__Exercise data__:
-*-
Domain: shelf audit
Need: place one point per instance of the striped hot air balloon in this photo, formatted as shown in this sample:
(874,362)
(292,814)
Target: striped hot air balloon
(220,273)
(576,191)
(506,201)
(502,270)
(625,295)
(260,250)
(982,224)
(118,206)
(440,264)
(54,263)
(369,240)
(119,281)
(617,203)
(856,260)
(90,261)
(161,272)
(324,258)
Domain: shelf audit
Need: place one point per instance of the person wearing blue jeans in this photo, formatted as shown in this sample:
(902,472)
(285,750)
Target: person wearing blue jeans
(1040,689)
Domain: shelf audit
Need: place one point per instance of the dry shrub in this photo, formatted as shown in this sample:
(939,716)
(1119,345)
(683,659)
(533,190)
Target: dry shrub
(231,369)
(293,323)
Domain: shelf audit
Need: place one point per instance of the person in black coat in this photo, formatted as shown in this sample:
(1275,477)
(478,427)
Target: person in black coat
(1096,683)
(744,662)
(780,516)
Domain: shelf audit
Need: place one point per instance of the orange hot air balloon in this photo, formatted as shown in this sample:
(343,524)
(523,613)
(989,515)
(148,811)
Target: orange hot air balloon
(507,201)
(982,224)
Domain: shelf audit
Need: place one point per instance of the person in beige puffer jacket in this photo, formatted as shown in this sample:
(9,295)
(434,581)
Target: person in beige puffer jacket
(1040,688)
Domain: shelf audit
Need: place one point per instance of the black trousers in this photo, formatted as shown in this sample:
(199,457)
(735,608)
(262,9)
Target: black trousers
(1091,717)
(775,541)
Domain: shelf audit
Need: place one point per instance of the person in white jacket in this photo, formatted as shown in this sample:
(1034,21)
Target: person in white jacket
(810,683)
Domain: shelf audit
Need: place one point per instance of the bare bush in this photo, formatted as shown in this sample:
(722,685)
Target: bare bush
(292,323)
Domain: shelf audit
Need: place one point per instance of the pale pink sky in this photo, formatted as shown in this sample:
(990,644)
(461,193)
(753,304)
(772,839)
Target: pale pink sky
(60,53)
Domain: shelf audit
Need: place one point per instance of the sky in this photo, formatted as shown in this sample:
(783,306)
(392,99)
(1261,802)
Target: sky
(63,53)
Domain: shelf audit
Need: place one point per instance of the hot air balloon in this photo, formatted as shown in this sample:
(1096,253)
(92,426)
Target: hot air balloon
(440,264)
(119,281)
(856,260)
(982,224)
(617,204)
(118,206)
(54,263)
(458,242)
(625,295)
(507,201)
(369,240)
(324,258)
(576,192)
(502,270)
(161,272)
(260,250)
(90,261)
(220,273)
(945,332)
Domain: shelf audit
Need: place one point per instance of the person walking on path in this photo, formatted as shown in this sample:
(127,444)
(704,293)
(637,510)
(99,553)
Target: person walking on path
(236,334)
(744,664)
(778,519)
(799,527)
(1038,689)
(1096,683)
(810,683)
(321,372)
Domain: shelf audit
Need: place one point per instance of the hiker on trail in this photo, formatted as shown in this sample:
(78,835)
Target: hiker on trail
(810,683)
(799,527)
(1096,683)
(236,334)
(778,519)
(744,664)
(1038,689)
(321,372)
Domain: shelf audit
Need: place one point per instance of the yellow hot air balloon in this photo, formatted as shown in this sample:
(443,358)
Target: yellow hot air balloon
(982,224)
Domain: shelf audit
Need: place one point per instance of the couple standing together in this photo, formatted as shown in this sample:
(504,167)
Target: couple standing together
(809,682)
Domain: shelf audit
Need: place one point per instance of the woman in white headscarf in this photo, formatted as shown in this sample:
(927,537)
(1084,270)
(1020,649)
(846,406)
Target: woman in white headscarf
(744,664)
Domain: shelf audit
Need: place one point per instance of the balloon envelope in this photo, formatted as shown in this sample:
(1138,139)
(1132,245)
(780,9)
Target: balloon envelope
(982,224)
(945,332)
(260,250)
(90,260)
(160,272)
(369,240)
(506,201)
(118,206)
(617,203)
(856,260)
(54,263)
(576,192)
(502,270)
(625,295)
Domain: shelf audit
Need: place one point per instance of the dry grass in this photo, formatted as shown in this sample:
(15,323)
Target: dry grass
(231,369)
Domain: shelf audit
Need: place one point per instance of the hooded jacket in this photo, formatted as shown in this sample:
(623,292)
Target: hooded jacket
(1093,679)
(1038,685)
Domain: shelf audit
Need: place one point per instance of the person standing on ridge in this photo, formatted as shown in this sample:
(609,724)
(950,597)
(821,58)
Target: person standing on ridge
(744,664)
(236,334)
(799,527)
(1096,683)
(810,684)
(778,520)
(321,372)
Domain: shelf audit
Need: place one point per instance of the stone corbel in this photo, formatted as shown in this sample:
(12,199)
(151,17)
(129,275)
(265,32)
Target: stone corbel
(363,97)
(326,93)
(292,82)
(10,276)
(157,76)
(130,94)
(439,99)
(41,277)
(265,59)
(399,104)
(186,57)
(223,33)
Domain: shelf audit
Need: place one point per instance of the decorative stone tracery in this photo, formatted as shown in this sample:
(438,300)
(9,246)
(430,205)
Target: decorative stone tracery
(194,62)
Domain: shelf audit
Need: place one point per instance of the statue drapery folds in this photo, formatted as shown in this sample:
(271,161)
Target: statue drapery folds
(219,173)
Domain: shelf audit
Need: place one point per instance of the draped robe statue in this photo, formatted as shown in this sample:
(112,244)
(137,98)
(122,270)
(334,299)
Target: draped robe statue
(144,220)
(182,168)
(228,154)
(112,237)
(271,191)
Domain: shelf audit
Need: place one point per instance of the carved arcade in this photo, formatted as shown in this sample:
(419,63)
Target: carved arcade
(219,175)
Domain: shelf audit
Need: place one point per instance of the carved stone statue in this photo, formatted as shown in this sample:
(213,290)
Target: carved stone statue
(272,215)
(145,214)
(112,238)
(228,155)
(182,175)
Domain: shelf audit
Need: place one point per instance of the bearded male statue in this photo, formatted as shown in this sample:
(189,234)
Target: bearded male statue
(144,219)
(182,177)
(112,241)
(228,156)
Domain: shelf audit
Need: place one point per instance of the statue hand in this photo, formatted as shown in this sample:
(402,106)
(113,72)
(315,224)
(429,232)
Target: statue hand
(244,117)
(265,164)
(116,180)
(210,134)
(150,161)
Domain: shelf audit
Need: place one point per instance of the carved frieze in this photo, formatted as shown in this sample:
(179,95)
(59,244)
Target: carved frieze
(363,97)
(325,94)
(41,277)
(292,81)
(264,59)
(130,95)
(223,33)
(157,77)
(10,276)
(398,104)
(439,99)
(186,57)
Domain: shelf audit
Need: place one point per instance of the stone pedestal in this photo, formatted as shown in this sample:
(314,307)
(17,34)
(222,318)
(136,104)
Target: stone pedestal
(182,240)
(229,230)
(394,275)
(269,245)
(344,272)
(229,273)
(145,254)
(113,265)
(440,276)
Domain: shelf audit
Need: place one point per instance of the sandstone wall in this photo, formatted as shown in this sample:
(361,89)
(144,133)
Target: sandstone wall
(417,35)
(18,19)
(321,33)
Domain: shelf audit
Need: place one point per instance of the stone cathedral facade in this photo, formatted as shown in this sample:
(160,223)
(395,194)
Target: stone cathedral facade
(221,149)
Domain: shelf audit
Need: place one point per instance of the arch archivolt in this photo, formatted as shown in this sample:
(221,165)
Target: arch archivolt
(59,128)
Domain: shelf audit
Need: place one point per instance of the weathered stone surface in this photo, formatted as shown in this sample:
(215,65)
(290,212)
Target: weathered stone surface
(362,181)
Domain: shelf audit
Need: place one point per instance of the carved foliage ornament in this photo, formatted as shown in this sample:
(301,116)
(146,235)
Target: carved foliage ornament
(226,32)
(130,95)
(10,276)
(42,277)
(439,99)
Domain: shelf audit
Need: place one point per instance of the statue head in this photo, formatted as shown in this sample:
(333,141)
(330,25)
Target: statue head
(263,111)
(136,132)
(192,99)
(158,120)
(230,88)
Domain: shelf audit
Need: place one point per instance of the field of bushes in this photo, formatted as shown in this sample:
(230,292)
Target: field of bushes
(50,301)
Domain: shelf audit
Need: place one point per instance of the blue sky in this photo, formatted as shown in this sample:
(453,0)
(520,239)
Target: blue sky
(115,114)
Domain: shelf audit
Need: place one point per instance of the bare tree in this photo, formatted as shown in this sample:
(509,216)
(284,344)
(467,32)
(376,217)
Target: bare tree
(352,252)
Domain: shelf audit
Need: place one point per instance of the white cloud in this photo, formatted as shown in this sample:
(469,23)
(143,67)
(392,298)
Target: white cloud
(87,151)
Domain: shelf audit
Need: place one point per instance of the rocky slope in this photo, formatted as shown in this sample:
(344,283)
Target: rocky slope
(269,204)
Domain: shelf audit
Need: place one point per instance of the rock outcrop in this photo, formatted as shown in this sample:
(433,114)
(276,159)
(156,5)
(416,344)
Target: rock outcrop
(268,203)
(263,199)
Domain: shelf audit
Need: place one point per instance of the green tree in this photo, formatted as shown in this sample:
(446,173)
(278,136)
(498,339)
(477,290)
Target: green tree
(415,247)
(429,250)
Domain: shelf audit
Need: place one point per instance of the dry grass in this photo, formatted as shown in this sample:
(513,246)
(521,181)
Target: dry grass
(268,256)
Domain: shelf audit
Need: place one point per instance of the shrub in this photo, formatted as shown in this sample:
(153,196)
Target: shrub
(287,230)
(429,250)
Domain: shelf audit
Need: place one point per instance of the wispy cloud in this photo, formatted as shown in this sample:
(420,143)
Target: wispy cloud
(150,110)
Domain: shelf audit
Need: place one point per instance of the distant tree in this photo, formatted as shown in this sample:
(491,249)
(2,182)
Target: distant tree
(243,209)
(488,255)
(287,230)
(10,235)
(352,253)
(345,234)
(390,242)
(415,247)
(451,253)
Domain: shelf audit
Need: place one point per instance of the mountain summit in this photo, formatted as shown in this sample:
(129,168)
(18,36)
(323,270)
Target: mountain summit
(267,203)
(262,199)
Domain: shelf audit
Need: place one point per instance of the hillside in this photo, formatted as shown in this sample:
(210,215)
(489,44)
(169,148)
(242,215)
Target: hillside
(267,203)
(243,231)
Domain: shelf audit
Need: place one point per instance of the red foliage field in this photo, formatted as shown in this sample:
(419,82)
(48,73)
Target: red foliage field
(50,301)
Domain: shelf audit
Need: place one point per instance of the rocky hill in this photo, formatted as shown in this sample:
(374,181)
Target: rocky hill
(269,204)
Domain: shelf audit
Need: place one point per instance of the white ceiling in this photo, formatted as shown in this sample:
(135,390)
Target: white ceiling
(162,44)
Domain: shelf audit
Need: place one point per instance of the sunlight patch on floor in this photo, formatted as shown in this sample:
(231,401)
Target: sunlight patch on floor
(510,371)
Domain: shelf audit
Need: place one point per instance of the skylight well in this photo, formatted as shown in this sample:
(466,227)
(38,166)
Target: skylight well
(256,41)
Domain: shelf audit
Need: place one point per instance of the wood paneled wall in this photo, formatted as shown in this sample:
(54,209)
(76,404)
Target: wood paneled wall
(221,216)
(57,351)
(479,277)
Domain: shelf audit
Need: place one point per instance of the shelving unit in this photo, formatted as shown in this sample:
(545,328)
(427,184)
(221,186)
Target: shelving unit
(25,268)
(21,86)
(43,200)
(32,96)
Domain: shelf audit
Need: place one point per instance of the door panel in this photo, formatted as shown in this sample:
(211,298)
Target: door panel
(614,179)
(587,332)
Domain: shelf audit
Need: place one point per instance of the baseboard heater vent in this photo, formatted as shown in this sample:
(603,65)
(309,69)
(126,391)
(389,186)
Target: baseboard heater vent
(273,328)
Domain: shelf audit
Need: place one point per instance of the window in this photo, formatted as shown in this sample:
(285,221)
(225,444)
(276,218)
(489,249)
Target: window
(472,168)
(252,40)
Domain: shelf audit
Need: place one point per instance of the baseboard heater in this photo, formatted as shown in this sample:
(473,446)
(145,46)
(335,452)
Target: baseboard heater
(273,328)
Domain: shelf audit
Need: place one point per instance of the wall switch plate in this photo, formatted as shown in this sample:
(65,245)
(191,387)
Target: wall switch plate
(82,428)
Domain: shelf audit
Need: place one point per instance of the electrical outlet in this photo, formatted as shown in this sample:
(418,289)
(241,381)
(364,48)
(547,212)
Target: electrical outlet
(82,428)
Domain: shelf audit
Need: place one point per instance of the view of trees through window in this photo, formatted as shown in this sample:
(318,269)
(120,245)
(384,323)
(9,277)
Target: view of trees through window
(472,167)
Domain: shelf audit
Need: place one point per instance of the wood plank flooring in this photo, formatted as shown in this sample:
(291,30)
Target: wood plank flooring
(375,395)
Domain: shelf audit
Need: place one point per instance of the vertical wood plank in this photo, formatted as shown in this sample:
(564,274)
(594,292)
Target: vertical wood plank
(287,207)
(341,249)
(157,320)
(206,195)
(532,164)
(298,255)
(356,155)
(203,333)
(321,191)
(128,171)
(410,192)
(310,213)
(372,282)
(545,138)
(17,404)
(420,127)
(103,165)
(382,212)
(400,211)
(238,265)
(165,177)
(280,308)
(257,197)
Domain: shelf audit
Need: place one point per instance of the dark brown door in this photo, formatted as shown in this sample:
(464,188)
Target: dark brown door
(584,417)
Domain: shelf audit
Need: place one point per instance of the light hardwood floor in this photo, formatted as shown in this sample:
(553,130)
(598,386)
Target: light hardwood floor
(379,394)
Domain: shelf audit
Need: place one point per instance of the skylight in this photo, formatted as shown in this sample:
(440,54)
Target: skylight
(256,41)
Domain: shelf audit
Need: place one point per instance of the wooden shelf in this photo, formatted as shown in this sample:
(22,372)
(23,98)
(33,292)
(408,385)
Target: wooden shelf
-*-
__What the task requires__: Pick out every line of the records above that includes the word "drapery", and copy each such line in full.

__Response to this task__:
Need: place one point per instance of the statue drapery folds in this photo, formatted as shown in this sample:
Target: statue drapery folds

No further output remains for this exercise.